▶ [Excerpted records]

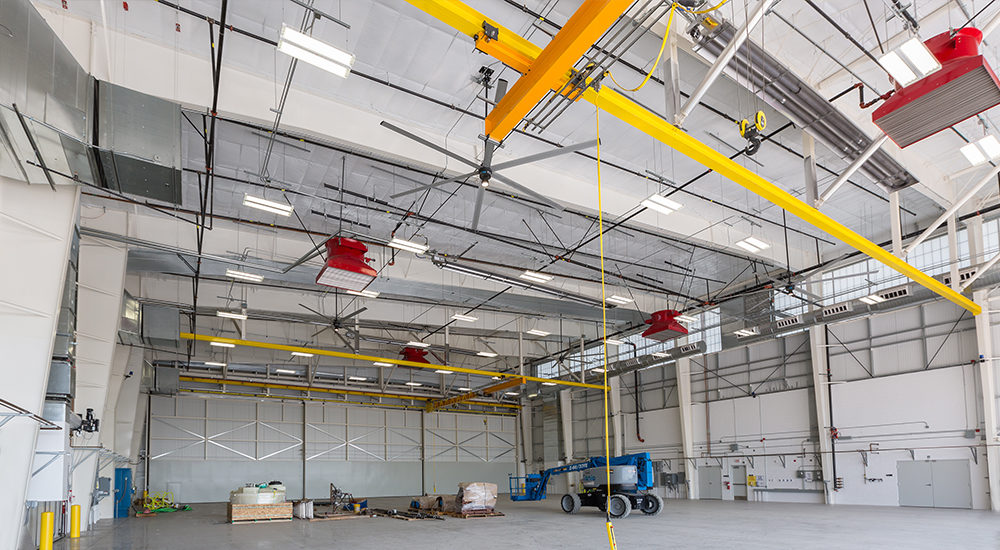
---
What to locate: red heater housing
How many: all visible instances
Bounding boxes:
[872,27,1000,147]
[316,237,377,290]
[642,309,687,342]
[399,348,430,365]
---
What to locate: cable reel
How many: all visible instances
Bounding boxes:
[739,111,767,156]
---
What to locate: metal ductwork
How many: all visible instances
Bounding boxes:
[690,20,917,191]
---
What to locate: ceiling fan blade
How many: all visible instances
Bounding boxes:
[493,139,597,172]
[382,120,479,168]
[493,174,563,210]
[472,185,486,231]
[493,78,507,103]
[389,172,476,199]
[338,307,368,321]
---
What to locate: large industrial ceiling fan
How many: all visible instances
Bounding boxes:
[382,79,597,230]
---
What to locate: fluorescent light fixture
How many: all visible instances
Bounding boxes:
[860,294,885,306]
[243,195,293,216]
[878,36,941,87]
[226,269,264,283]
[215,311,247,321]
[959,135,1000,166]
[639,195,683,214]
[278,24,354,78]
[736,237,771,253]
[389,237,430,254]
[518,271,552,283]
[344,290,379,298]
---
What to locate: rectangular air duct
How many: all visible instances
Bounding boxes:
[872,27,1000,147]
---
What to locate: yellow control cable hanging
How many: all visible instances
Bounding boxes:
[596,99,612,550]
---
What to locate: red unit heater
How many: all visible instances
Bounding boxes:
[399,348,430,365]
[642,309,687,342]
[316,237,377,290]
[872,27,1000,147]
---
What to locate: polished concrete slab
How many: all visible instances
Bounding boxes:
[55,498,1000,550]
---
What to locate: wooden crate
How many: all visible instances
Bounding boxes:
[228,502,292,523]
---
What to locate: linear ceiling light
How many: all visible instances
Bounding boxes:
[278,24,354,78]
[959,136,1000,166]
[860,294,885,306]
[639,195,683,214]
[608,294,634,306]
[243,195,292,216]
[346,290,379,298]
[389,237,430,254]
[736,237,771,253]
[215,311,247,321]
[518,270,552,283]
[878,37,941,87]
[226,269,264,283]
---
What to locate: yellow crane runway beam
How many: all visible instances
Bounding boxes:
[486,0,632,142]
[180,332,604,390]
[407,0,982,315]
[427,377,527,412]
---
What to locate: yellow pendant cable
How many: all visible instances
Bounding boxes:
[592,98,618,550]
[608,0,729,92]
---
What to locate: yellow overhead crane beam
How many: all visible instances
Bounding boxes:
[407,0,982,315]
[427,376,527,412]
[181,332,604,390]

---

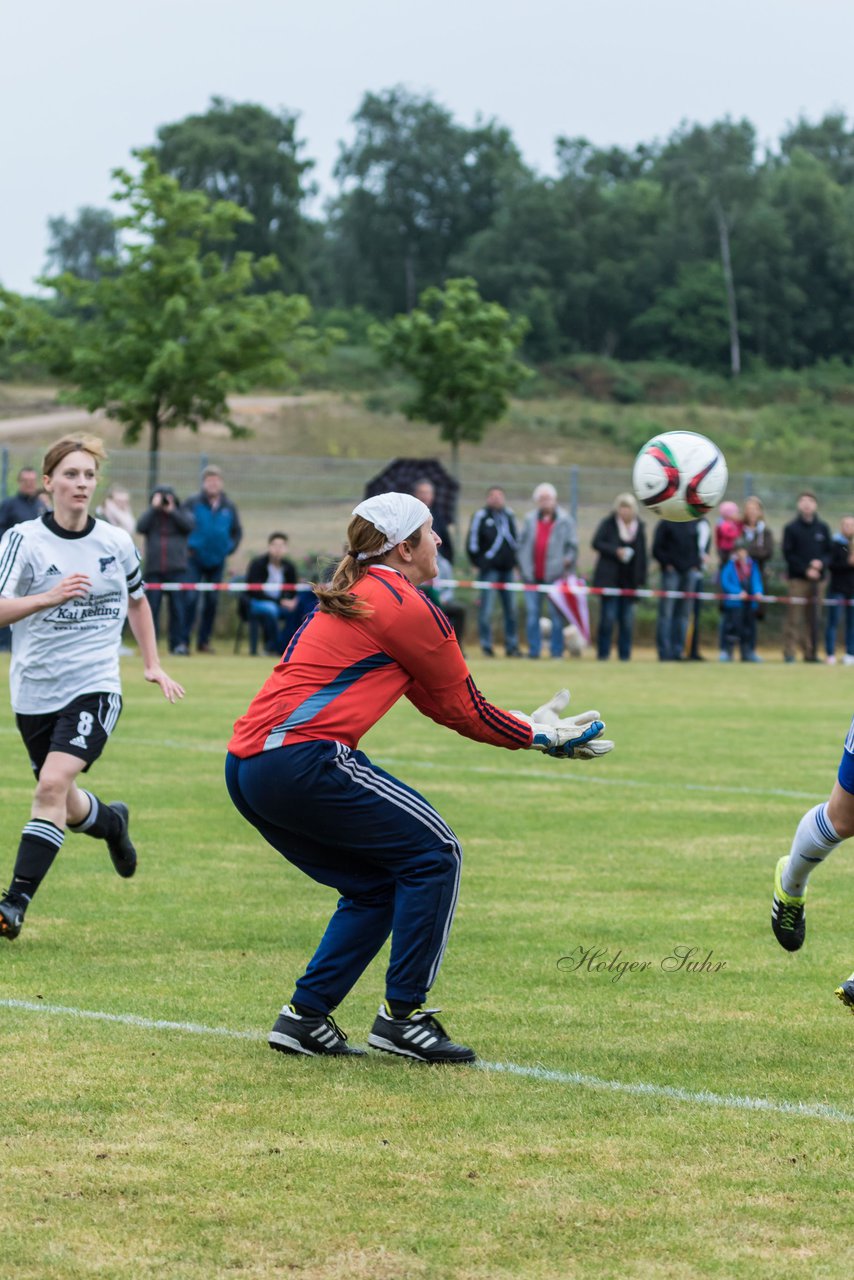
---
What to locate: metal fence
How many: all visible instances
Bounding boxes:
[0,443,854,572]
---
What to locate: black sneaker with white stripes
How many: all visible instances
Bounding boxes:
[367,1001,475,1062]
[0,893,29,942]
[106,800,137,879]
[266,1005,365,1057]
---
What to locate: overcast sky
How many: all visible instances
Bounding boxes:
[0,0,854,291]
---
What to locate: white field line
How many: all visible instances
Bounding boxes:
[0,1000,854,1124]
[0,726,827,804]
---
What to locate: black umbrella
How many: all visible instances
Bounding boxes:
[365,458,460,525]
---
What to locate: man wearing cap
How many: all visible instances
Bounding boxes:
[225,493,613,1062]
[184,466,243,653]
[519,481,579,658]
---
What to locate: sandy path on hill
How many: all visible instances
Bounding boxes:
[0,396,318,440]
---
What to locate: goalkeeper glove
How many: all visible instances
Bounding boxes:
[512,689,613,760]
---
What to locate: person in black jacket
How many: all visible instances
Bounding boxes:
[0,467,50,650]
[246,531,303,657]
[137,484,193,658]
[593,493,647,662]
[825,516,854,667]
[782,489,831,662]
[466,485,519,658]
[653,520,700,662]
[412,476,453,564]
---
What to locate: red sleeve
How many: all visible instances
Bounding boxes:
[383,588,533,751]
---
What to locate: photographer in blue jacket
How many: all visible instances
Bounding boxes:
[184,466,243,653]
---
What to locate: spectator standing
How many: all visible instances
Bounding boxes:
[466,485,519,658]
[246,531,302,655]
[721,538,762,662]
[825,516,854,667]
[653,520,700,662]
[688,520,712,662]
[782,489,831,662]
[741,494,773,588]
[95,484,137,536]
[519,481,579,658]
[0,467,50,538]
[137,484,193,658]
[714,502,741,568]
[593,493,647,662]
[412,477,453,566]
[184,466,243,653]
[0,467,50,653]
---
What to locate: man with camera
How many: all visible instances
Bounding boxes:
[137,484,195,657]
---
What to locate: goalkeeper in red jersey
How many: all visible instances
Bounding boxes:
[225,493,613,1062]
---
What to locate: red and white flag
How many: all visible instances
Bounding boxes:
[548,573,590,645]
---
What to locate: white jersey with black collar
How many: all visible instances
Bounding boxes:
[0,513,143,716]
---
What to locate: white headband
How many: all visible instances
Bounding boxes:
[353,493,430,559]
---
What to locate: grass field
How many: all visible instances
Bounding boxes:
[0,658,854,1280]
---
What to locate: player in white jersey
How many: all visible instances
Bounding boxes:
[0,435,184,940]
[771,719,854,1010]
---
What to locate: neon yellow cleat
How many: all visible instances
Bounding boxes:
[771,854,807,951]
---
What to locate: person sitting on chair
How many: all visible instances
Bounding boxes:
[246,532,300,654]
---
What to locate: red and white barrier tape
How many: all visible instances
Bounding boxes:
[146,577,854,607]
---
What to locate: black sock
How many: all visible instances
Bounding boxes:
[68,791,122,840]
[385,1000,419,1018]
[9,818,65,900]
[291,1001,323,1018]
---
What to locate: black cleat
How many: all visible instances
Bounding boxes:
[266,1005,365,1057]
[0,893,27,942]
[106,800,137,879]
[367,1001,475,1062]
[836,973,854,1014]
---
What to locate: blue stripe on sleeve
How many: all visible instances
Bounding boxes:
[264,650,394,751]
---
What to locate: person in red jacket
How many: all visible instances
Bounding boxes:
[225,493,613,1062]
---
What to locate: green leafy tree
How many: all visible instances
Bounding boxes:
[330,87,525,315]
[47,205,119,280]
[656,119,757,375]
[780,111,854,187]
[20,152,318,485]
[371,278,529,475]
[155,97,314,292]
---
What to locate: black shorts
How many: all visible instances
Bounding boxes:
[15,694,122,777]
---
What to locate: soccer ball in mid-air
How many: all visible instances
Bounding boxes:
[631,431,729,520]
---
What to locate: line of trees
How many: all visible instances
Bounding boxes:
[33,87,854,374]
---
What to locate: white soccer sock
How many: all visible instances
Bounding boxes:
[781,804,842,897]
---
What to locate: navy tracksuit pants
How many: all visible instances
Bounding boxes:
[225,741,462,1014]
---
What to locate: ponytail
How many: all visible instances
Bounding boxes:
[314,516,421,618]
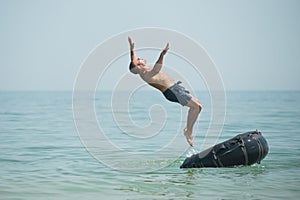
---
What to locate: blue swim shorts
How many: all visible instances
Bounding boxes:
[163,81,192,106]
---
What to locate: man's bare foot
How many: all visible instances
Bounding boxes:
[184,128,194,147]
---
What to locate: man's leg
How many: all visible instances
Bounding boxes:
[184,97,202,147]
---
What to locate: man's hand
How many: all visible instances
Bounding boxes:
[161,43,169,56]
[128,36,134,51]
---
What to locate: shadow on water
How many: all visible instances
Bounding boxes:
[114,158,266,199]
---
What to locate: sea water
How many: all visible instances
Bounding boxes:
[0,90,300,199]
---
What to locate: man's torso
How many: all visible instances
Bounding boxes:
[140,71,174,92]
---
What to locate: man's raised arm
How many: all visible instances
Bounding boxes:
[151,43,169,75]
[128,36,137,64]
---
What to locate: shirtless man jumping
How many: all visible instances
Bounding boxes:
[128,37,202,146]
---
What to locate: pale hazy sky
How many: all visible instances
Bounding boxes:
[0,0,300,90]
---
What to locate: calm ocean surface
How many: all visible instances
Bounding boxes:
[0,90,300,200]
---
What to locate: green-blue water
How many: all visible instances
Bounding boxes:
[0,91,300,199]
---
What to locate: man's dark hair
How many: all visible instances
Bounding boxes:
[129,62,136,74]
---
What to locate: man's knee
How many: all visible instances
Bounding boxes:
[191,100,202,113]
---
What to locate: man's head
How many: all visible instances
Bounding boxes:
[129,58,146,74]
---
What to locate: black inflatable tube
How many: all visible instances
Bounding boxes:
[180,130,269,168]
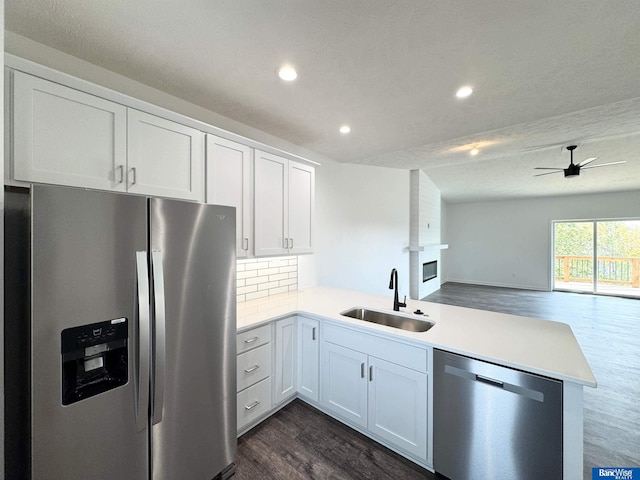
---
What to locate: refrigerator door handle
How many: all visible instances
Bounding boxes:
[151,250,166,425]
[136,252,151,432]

* * *

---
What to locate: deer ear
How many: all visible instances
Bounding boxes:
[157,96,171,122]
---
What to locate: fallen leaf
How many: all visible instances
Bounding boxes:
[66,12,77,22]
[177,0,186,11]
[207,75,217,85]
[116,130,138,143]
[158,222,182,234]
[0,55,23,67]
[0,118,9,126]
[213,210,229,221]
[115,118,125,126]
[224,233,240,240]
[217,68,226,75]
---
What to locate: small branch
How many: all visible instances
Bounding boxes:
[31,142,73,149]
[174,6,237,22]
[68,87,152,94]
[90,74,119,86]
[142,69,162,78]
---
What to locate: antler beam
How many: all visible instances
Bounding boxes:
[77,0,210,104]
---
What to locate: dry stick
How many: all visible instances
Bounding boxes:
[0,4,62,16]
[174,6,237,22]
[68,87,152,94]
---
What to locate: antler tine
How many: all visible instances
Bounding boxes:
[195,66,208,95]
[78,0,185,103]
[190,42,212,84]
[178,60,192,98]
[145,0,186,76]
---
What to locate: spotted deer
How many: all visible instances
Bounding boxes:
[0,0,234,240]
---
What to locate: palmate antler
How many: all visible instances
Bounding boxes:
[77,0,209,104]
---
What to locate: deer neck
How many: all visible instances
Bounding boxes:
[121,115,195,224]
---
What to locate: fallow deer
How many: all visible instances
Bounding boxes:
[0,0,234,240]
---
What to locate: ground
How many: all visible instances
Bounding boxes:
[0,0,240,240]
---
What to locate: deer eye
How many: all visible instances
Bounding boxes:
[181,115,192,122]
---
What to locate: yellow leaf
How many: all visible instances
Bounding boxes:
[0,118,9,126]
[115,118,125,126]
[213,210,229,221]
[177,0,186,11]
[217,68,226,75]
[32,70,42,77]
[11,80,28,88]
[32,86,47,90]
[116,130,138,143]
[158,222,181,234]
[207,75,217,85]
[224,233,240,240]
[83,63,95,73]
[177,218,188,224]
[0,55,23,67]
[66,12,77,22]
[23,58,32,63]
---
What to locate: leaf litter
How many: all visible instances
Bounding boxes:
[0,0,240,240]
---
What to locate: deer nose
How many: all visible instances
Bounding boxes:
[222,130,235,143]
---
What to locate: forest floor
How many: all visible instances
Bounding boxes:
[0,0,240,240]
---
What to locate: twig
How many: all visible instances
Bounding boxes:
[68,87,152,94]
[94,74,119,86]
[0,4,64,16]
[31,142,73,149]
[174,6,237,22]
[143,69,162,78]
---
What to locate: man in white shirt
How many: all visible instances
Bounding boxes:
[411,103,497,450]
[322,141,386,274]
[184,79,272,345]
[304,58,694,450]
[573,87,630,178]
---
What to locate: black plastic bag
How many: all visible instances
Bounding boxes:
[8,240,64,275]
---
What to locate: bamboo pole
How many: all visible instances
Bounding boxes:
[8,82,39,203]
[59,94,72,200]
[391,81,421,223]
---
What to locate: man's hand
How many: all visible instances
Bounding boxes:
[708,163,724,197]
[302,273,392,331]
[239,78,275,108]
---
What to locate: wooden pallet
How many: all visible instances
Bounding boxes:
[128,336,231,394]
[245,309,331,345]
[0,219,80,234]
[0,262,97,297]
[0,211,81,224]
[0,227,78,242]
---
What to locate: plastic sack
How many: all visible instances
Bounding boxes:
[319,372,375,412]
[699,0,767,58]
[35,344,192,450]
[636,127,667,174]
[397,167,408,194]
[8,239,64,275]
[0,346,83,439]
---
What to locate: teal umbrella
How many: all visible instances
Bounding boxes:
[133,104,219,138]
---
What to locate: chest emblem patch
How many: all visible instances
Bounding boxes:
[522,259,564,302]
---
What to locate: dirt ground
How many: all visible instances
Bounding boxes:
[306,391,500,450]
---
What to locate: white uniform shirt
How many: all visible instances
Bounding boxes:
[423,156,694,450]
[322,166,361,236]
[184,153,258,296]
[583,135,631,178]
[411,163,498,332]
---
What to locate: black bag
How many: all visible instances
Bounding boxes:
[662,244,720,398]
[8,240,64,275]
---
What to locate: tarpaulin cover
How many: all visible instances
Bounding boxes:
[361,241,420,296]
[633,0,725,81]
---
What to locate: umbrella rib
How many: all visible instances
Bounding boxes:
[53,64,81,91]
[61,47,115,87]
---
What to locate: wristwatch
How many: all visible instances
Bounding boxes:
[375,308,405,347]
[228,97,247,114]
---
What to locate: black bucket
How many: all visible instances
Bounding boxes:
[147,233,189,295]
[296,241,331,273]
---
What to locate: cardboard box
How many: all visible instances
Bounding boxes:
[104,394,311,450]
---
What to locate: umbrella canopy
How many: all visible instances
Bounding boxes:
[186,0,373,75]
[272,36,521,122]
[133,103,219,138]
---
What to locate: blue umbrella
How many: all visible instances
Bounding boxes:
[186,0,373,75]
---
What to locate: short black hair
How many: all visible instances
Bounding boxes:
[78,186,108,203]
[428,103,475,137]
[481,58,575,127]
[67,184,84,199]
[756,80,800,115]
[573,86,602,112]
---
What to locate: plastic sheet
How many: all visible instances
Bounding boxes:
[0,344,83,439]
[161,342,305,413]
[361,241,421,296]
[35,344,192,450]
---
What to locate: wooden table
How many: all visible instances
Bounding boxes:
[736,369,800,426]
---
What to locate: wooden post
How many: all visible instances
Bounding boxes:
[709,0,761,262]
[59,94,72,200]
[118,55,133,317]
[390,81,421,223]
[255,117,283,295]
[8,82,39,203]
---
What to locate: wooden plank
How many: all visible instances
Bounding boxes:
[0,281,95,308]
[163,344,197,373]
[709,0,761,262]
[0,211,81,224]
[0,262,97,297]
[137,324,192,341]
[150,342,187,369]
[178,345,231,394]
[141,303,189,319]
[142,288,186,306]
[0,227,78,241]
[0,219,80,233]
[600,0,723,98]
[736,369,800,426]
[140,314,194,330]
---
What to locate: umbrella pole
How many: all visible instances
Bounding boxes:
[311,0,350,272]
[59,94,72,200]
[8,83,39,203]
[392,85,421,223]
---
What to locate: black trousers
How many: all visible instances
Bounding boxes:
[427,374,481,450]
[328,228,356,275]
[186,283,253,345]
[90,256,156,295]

▶ [Exercise goal] Gather every line above that contains the string "pole" and copy each one out in full. The match is case-sensitive.

▶ [Finished task]
What to locate: bamboo pole
What to locate: umbrella pole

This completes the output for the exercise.